Passage to read —
+--
So far electrical cables are used only to transmit electricity. However, nanotechnology scientist and professor Jayan Thomas and his Ph.D. student Zenan Yu have developed a way to both transmit and store electricity in a single lightweight copper wire.
Their work is the focus of the cover story of the June 30 issue of the material science journal Advanced Materials and Nature has published a discussion about this technology in the current issue.
"It's an interesting idea," Thomas said. "When we did it and started talking about it, everyone we talked to said, "Hmm, never thought of that. It's unique.'"
Copper wire is the starting point but eventually, Thomas said, as the technology improves, special fibers could also be developed with nanostructures to conduct and store energy.
More immediate applications could be seen in the design and development of electrical vehicles, space-launch vehicles and portable electronic devices. By being able to store and conduct energy on the same wire, heavy, space-consuming batteries could become a thing of the past. It is possible to further miniaturize the electronic devices or the space that has been previously used for batteries could be used for other purposes. In the case of launch vehicles, that could potentially lighten the load, making launches less costly, Thomas said.
Thomas and his team began with a single copper wire. Then they grew a layer of nanowhiskers on the outer surface of the copper wire. These whiskers were then treated with a special alloy, which created an electrode. Two electrodes are needed for the powerful energy storage. So they had to figure out a way to create a second electrode.
+--
Can you reproduce the copper wire passage word for word from "Their work is" to "the current issue."? None of the lines has any connection to the copper wire passage.
+--
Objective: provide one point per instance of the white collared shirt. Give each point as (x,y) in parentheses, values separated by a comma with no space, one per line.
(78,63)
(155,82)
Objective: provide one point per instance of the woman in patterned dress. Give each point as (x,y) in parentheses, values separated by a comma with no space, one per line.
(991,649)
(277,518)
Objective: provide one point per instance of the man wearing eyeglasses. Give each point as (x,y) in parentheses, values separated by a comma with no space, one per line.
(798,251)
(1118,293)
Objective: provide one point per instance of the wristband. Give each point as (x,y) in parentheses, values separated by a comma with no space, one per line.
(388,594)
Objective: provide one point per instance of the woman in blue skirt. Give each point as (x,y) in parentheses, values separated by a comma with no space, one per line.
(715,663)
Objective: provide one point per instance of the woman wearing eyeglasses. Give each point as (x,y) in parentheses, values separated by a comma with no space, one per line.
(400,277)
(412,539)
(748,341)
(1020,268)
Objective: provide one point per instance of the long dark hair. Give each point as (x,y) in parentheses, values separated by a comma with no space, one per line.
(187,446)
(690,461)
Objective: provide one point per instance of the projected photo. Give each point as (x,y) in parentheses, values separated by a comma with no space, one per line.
+--
Written reply —
Their work is the focus of the cover story of the June 30 issue of the material science journal Advanced Materials and Nature has published a discussion about this technology in the current issue.